→ ACTION ITEM: Retype, word for word, every line of the records below starting at the one that contains "Note: point to every instance of the upper" and ending at the one that contains "Note: point to every instance of the black dishwasher"; include both of those lines and nothing more.

• • • • • • •

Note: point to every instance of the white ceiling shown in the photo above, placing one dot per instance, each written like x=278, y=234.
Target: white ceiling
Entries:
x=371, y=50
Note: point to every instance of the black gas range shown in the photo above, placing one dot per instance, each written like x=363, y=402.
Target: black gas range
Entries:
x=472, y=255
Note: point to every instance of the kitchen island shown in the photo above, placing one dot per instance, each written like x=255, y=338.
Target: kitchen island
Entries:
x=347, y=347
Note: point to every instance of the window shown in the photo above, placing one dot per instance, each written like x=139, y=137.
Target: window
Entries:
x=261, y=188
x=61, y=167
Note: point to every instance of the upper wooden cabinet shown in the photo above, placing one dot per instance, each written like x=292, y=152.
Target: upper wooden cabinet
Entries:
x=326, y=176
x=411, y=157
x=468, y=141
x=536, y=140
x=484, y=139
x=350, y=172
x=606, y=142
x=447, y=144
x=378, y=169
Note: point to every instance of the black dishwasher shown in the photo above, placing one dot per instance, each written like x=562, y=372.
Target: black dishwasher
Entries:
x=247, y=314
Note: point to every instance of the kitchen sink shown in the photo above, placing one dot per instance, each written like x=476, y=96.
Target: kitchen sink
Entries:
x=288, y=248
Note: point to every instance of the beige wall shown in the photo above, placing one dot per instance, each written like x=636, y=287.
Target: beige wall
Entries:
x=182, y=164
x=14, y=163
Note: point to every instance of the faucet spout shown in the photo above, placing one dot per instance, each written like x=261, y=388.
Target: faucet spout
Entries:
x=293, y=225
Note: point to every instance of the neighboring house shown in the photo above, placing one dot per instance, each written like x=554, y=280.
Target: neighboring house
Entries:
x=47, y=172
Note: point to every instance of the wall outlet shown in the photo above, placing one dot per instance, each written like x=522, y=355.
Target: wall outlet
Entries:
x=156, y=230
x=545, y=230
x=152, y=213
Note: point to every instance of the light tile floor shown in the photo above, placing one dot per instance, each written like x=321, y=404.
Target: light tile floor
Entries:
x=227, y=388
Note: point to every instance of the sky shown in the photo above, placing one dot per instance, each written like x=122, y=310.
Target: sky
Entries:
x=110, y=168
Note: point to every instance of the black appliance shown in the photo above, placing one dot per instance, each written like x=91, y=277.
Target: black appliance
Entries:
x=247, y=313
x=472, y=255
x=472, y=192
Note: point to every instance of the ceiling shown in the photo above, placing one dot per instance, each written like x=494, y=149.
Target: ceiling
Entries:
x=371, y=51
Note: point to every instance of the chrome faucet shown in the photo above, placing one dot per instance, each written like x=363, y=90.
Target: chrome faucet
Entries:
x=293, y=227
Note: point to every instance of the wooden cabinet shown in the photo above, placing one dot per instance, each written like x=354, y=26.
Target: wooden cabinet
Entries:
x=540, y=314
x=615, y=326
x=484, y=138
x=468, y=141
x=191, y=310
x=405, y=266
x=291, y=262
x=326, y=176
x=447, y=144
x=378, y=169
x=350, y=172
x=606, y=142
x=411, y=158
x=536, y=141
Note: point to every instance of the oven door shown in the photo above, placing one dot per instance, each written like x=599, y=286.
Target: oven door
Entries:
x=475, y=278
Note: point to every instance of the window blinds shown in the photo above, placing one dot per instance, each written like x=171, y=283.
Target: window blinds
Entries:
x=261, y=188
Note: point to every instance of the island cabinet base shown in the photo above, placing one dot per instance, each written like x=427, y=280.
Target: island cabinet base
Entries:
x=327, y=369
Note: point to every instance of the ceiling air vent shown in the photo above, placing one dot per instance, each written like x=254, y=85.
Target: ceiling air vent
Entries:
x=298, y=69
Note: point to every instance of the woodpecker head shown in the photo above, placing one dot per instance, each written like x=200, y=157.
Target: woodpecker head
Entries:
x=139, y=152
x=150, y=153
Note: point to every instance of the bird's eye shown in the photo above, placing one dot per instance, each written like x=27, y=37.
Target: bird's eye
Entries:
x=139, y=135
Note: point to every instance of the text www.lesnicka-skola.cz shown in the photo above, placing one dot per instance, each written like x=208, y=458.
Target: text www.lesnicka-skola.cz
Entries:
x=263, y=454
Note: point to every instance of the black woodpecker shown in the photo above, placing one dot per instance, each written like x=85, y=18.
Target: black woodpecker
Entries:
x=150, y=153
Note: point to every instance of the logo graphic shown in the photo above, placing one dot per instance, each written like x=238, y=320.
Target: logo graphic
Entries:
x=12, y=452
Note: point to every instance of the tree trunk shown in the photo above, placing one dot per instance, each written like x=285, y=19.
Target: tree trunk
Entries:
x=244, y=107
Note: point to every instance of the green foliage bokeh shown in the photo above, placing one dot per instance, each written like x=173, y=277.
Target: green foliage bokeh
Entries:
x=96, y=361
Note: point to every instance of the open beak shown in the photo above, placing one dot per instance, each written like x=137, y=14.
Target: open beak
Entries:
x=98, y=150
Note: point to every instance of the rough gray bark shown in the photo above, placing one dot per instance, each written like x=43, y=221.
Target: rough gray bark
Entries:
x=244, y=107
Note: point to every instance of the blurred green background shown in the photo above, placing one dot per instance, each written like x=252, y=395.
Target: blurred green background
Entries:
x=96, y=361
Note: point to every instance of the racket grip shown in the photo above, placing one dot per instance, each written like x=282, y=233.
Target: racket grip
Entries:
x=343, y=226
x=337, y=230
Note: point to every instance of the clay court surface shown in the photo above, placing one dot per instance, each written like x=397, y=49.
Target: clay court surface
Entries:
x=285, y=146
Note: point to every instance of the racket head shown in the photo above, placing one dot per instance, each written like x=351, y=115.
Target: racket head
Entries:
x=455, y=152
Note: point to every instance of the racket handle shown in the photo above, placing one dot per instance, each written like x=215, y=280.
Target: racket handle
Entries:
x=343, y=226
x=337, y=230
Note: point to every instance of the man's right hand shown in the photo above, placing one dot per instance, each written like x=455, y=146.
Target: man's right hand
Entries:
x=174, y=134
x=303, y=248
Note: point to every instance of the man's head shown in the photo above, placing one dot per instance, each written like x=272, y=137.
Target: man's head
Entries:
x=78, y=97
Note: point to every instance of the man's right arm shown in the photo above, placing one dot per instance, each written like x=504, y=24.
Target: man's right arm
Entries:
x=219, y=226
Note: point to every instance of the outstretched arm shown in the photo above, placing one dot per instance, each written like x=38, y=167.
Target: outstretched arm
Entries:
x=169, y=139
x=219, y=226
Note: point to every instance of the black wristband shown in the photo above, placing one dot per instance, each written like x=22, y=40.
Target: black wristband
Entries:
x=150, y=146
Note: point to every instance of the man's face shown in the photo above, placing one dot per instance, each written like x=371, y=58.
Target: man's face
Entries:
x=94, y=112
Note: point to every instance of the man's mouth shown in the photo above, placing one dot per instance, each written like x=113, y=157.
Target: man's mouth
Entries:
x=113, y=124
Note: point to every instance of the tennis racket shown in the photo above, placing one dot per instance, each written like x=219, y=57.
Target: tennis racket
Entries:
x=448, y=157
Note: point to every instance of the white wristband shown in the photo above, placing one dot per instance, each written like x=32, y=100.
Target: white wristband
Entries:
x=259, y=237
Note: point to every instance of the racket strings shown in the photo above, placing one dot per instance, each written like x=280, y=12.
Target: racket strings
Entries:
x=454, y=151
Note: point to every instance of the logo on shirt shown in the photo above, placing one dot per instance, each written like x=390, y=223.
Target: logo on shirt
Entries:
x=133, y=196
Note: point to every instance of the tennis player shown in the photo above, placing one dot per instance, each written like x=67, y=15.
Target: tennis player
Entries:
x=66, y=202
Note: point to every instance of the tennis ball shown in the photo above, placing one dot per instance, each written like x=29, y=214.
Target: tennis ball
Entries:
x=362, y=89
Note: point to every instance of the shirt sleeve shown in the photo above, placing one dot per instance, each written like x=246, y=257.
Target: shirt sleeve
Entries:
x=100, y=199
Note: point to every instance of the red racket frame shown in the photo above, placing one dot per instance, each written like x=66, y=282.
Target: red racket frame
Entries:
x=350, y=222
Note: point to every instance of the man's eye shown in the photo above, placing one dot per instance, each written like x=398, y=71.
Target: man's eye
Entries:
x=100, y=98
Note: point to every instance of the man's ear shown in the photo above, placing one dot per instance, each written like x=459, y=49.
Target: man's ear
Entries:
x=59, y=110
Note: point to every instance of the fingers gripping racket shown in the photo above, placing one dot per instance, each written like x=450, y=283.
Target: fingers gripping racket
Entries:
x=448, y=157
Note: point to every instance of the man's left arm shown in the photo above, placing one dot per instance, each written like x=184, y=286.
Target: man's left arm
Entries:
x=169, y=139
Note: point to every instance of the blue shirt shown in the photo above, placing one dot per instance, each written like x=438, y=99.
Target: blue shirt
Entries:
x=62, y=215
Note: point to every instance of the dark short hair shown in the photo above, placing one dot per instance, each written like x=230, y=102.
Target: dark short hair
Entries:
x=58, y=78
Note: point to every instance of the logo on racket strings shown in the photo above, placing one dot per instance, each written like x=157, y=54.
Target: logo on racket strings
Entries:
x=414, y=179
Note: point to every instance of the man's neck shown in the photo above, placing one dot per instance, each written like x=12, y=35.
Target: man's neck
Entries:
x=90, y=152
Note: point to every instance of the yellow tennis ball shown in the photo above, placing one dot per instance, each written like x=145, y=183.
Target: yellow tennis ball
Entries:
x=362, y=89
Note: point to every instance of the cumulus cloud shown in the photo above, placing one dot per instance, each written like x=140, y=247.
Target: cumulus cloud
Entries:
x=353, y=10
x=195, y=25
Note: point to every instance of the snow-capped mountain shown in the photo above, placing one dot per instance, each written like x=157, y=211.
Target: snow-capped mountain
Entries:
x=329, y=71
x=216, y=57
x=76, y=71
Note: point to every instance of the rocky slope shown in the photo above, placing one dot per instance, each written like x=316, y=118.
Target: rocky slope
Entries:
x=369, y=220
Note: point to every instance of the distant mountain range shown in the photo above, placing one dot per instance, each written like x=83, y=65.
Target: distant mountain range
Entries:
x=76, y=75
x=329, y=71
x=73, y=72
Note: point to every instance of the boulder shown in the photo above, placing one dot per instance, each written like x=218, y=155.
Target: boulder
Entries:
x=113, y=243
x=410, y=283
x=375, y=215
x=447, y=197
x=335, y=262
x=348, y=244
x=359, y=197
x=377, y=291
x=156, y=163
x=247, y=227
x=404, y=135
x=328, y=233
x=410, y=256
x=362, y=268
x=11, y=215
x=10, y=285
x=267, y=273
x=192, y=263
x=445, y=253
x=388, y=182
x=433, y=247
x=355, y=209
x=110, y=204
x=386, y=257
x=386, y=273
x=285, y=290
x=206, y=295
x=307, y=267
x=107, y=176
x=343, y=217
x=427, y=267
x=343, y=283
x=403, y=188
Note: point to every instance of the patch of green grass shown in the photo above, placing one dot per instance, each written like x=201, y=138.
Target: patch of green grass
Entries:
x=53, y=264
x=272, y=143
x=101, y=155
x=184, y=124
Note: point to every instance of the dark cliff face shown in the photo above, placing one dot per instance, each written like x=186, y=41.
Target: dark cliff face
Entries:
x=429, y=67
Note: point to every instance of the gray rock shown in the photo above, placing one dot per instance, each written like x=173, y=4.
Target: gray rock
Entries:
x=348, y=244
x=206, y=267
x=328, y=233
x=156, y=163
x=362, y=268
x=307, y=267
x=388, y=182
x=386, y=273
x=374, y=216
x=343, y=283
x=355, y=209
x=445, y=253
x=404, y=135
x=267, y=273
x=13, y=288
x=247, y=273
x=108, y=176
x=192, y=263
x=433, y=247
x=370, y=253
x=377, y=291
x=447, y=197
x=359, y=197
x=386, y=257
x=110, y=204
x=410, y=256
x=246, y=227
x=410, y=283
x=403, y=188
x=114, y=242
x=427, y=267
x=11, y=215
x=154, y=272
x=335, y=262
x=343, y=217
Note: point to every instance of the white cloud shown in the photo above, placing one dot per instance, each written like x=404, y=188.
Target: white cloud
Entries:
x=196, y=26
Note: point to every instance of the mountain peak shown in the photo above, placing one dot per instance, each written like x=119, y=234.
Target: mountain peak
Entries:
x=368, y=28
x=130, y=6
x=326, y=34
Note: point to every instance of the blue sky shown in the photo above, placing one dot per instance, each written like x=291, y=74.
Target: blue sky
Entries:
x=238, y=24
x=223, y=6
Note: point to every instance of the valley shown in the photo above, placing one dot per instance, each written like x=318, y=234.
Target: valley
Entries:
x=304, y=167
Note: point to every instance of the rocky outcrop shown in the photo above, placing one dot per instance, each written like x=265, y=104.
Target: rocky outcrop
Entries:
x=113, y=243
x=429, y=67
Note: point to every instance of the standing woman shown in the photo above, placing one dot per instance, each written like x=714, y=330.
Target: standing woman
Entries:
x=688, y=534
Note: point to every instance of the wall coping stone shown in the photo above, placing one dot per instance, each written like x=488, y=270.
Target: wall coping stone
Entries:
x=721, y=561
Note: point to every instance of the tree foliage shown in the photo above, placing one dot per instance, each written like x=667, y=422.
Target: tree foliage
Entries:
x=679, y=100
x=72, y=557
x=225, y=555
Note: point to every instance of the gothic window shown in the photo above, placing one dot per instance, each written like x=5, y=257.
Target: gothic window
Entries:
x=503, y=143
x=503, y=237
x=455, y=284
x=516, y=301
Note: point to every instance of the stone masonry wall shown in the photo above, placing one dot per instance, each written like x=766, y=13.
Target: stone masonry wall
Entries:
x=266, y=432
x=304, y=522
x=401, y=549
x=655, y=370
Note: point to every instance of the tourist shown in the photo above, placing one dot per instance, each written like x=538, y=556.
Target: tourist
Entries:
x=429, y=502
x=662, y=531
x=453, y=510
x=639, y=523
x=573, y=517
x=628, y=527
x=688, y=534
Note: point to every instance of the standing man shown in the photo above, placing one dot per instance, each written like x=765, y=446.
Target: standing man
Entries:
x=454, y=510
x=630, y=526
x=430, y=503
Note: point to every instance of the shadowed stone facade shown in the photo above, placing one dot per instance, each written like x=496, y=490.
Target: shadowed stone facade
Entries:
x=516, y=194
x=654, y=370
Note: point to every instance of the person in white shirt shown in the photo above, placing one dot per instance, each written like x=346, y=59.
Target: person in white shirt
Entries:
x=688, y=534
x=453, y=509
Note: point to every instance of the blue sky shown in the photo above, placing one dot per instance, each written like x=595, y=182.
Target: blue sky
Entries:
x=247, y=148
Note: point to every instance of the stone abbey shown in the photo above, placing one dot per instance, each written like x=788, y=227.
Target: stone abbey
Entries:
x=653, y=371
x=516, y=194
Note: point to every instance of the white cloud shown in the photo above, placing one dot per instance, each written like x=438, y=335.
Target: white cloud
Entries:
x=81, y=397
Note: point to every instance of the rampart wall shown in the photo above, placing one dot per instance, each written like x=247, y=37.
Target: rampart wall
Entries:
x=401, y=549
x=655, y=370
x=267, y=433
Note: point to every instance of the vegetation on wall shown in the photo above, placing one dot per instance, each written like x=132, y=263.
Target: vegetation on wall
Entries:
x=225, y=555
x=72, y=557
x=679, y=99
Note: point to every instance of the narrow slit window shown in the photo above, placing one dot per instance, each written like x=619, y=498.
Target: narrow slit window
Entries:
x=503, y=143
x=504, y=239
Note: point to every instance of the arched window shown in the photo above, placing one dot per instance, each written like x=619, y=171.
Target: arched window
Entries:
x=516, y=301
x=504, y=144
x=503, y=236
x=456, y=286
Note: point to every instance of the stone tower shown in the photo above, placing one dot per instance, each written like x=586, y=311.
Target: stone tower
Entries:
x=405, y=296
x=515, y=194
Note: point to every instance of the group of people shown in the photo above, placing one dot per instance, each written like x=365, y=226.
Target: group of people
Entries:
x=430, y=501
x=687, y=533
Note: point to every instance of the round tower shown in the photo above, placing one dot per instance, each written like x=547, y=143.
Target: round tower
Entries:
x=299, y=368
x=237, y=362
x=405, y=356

• • • • • • •

→ EXERCISE RESPONSE:
Note: point to every instance of the upper wooden cabinet shown in the photo above, placing one dot per instance, each written like x=292, y=152.
Target: upper wooden cabinet
Entries:
x=326, y=176
x=411, y=157
x=468, y=141
x=536, y=140
x=484, y=139
x=350, y=172
x=606, y=142
x=447, y=144
x=378, y=169
Note: point to every instance of the black dishwasher shown in the photo above, placing one dot per instance, each written like x=562, y=372.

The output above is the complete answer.